## SHORT EXERCISE 1
Render this sentence from the river bank filtration text below into Spanish: "The Nakdong River is the longest river in South Korea (about 506 km long with a watershed of about 23,000 km2), and flows from the Taebaek Mountains to the South Sea or the Korean Strait."
## SHORT EXERCISE 2
According to the river bank filtration text below, what is the annual average precipitation in Gimhae City?

## PROVIDED TEXT
◇ ◇ ◇

Riverside alluvial aquifers are a target of bank filtration in many countries [1,2,3,4,5,6]. The river bank filtration (RBF) has been frequently used as a pre-treatment process for domestic water supply, to overcome various surface water quality problems [7,8,9,10,11,12,13]. In many European countries, a significant amount of drinking water supply is obtained by RBF: for example, 80% in Switzerland, 50% in France, 48% in Finland, 40% in Hungary, 16% in Germany, and 7% in the Netherlands [14,15]. Recently, many Asian countries such as India [16,17,18] and China [4,5,19,20] have also become interested in the use of RBF. RBF has also been used in a few localities in South Korea (e.g., Changwon City, 80,000 m3/day; Gimhae City, 180,000 m3/day) [21,22,23,24,25,26].
In RBF, a large portion of water from a nearby stream or river is filtered through alluvial sediments during induced flow toward pumping wells. During filtration, significant changes in water chemistry occur via physical and biogeochemical processes [27,28,29]. Thus, the successful implementation of RBF technology is fully dependent on the site-specific conditions of hydrogeology (esp., the flow path and thickness of the aquifer) and water quality [1,30,31,32,33,34]. The zone of hyporheic exchange also plays an important role in governing contaminant exchange and transformation [35,36,37,38,39,40]. More specifically, the performance of RBF is controlled by many factors such as well type, pumping rate, flow paths, and travel time of water to wells, thickness and hydrogeological properties of alluvial sediments (and soil), quality of surface water and background groundwater, and biogeochemical reactions occurring in aquifer sediments [4,5,9,13,41,42,43,44].
However, riverside alluvial deposits are often used for agricultural activities in many countries, including South Korea, causing significant contamination of alluvial aquifers [45,46]. Therefore, in addition to the site-specific hydrogeology, the groundwater quality of an alluvial aquifer should be carefully examined for the sustainable use of RBF.
The current study on hydrogeology and water chemistry on a riverine island was initiated to evaluate the potential use of large-scale RBF technology in the study area. The main aims of this study are to: (1) examine groundwater chemistry in relation to the geologic section of an alluvial aquifer; (2) understand the groundwater−river water interaction in a point-bar sedimentary environment; (3) evaluate the applicability of large-scale bank filtration. In particular, the sequence of alluvial sedimentary strata was carefully examined to explain the observed hydrochemical features.

2. Study Area

The study area is a small riverine island in Gimhae City at the low reach of the Nakdong River, South Korea (Figure 1a) and it has been evaluated for the application of large-scale (180,000 m3/day) bank filtration using a number of horizontal collector wells in gravel aquifer [47]. The Nakdong River is the longest river in South Korea (about 506 km long with a watershed of about 23,000 km2), and flows from the Taebaek Mountains to the South Sea or the Korean Strait. The climate of Gimhae City is temperate monsoon with an annual average precipitation of about 1300 mm, of which more than 70% occurs during the summer months (June through September). The air temperature is highest in August (24 °C) and lowest in January (−2 °C), with an annual average of 12 °C. The study area is surrounded by mountains with elevations up to about 280−380 m above sea level (asl) at the northeast, southeast, and northwest. The topography of the island is relatively flat, and it ranges from 2.6 m asl at the northeastern part, to 6.8 m asl at the central part (Figure 1b). The flat island has been used for year-round agricultural activities (especially for strawberry production); thus, large amounts of synthetic fertilizers are applied on the fields during the growing season (spring through fall) and even during winter, using greenhouses.

◇ ◇ ◇

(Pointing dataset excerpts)

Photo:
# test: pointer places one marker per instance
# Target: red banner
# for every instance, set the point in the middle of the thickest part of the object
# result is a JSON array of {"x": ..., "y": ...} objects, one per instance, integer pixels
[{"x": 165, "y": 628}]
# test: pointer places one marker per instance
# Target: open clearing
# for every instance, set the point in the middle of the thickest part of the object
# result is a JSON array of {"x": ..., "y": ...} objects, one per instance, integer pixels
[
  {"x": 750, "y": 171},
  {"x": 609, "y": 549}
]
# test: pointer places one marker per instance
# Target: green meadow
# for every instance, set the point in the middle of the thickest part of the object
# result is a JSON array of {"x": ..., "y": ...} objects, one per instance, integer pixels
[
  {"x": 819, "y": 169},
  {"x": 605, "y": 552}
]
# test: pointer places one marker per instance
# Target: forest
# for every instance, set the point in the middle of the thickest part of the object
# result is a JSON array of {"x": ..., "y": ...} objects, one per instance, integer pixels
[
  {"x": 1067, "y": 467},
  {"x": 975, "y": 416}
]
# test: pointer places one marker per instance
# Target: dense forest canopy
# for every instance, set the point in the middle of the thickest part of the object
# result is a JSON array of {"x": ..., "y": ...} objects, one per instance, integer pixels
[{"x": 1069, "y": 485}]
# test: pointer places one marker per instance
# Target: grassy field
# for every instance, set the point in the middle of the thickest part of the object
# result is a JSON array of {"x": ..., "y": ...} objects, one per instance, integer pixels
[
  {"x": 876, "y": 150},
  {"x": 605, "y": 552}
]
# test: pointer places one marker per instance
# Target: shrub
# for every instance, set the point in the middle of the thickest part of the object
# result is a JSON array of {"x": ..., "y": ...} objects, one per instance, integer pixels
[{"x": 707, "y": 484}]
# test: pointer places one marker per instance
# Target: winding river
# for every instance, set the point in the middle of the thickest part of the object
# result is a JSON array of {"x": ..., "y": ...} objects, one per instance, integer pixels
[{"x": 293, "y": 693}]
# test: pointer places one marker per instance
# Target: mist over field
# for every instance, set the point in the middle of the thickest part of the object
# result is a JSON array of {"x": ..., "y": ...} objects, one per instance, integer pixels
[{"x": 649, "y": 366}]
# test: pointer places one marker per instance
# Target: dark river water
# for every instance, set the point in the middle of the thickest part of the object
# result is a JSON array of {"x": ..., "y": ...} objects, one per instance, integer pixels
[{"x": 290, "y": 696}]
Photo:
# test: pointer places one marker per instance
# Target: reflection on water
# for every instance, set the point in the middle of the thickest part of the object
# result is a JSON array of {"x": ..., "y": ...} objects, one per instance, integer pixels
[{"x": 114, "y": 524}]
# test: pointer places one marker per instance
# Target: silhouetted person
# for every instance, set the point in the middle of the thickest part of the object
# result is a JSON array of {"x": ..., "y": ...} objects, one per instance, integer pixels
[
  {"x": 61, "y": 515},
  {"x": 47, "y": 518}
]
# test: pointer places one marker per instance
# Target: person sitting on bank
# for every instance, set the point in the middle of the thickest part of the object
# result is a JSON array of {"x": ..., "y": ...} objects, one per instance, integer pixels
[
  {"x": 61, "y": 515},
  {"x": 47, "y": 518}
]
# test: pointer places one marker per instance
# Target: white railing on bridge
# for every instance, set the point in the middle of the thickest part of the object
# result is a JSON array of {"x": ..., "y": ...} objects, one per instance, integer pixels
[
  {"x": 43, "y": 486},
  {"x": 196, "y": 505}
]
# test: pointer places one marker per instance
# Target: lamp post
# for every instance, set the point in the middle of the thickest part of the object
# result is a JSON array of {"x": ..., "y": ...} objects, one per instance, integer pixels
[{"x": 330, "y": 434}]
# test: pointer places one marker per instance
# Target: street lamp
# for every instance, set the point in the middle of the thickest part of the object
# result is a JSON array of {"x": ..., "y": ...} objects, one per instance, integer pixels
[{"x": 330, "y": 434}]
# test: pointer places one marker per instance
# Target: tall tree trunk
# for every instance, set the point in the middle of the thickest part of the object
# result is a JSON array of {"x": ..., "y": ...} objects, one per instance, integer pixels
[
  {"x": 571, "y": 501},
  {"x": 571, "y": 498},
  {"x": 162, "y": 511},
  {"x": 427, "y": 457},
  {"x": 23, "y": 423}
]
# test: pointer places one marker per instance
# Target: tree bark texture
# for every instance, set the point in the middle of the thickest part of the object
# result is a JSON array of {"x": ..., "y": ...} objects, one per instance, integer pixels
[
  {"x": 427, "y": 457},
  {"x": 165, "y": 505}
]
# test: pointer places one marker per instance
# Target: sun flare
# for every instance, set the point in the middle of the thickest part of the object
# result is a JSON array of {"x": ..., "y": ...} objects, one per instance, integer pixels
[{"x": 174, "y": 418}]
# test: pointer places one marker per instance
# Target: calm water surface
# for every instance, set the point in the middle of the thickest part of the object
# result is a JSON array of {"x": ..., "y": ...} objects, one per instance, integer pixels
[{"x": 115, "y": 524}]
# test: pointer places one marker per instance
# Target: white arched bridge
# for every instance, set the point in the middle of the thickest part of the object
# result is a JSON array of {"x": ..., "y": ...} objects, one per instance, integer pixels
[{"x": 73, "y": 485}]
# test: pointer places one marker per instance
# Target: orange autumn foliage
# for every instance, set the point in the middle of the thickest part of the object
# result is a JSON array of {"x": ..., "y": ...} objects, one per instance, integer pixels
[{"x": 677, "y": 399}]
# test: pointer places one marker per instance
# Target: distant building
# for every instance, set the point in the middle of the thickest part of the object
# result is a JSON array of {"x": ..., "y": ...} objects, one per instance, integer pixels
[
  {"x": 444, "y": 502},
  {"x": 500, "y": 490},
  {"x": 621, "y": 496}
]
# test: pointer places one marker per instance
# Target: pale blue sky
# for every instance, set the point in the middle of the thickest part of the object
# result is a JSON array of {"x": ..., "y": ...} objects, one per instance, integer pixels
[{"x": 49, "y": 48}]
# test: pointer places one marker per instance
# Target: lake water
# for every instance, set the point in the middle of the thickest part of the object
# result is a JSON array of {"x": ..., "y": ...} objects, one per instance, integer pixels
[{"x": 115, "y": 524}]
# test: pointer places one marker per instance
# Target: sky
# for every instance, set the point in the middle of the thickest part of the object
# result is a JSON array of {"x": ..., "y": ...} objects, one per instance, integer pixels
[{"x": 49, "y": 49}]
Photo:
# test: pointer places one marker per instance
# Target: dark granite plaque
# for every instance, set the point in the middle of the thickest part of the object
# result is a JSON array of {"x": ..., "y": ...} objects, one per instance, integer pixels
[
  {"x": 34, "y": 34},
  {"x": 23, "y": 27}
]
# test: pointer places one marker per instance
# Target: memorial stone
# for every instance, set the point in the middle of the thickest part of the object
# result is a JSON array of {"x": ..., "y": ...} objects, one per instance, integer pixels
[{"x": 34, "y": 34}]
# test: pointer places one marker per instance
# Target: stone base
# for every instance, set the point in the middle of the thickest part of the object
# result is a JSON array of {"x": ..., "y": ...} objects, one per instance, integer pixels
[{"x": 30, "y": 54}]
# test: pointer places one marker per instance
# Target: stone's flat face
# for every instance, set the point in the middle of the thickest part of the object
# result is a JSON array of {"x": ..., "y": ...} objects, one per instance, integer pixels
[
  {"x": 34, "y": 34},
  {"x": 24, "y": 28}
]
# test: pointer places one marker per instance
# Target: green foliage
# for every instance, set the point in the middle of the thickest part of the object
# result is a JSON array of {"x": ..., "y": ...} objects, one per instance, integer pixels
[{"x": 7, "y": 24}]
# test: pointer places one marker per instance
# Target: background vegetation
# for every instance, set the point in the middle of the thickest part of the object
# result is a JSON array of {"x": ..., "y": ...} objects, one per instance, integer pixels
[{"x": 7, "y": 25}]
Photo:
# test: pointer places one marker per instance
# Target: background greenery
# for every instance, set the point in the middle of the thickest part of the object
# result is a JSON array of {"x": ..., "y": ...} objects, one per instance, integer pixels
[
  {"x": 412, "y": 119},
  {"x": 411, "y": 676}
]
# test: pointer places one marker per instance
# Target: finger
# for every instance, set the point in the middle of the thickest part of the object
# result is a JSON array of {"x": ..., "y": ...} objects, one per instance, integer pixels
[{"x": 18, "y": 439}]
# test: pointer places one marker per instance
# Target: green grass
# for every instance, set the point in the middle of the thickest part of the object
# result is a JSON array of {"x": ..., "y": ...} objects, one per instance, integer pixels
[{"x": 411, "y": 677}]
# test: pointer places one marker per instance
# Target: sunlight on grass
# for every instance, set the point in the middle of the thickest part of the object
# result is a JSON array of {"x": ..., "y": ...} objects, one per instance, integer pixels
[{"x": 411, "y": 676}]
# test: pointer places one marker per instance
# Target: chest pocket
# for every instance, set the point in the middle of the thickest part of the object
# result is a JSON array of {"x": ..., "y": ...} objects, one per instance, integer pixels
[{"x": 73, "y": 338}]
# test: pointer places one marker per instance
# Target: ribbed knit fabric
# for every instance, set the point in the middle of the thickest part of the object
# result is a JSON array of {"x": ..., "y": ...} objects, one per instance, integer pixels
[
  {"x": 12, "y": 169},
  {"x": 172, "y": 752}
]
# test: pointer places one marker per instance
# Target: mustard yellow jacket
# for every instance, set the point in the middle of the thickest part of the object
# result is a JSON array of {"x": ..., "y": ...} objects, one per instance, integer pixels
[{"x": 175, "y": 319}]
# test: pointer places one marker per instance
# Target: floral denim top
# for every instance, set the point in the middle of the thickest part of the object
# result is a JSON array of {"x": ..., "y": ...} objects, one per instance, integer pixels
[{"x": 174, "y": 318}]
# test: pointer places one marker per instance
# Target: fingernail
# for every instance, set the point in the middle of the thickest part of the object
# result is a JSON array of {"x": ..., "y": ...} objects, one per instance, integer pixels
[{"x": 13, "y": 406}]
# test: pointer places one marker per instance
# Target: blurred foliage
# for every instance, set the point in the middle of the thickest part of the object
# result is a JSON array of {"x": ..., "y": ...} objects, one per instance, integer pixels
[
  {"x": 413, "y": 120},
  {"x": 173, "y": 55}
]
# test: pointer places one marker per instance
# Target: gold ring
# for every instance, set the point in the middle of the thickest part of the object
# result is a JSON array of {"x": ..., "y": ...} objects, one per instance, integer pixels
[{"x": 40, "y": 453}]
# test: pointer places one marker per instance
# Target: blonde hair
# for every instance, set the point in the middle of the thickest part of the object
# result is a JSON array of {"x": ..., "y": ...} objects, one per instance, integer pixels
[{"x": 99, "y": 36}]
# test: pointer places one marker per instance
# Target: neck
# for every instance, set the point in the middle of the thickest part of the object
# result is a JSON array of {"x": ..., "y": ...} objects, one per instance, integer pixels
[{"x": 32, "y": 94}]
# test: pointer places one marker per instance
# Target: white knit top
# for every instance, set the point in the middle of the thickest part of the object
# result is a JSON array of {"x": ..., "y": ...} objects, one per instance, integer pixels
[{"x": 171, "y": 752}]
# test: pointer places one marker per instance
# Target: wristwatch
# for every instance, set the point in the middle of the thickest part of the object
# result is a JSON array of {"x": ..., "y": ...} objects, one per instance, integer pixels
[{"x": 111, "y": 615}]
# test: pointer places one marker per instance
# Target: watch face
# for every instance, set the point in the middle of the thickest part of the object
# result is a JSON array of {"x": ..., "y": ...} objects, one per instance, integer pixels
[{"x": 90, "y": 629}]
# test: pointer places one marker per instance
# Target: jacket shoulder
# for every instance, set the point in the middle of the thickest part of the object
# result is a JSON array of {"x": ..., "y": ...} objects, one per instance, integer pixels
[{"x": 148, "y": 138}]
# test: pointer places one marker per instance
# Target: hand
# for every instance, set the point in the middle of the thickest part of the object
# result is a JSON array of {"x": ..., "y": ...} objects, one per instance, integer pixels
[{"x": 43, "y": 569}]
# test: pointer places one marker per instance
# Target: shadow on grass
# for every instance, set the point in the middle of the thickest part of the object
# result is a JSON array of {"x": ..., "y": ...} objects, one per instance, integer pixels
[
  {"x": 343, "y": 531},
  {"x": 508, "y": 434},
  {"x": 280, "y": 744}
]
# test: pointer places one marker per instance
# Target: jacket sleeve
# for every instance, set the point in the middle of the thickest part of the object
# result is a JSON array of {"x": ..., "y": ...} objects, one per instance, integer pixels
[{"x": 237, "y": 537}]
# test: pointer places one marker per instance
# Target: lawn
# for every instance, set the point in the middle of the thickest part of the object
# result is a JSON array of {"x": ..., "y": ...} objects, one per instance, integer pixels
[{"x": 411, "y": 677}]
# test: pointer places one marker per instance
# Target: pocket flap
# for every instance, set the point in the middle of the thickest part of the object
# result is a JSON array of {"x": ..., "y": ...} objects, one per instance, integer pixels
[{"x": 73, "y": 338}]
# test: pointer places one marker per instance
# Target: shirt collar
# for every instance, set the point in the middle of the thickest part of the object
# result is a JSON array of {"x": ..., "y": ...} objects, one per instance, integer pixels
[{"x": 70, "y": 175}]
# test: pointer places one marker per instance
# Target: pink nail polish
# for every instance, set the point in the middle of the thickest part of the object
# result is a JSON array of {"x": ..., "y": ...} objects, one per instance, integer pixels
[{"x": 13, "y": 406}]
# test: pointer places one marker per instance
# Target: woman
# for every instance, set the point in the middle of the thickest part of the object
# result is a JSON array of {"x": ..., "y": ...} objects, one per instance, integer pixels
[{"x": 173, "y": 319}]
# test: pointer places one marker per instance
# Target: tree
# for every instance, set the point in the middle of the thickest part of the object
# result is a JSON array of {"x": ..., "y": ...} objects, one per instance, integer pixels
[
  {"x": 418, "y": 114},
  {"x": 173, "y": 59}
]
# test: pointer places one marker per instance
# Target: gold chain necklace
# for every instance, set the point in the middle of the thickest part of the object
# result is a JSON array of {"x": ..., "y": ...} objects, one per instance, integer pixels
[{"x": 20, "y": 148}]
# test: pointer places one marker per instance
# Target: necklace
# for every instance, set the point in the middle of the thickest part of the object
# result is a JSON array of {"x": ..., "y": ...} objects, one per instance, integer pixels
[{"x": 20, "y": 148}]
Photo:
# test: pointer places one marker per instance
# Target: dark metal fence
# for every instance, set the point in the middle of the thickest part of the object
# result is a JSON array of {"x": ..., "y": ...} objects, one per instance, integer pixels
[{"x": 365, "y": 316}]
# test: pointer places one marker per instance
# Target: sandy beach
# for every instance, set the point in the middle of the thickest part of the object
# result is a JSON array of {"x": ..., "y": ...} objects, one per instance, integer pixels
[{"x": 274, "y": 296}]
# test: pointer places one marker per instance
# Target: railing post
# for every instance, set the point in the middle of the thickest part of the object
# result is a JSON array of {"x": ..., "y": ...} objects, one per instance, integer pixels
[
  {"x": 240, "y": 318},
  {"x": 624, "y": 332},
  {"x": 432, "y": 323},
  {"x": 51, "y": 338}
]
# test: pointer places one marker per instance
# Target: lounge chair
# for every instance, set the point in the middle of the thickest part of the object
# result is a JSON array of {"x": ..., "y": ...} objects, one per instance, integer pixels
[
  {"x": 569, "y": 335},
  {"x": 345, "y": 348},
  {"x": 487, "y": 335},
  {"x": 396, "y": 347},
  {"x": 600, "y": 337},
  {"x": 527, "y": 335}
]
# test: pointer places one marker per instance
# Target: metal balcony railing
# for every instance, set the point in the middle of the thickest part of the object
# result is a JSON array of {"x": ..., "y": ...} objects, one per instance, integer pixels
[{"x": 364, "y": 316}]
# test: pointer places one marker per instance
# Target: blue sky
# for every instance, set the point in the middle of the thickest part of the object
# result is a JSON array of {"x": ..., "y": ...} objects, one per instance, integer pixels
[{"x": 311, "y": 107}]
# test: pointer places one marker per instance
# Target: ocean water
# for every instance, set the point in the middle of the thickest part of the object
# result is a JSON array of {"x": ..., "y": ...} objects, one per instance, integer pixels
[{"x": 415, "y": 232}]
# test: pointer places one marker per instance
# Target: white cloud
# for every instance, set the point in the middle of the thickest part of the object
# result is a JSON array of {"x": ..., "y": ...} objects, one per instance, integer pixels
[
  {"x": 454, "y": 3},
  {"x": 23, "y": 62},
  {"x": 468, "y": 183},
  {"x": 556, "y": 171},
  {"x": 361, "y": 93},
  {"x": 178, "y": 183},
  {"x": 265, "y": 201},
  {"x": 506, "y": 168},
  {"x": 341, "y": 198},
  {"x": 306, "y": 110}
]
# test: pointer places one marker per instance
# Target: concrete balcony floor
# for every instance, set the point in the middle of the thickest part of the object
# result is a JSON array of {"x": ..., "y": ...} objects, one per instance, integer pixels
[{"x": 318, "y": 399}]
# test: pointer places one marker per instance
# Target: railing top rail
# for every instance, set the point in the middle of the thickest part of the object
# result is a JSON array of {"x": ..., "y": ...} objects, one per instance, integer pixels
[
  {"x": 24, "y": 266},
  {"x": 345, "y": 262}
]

◇ ◇ ◇

## EXERCISE RESPONSE 1
El río Nakdong es el río más largo de Corea del Sur (de unos 506 km de longitud, con una cuenca de unos 23 000 km2), y fluye desde las montañas Taebaek hasta el mar del Sur o el estrecho de Corea.

## EXERCISE RESPONSE 2
About 1300 mm.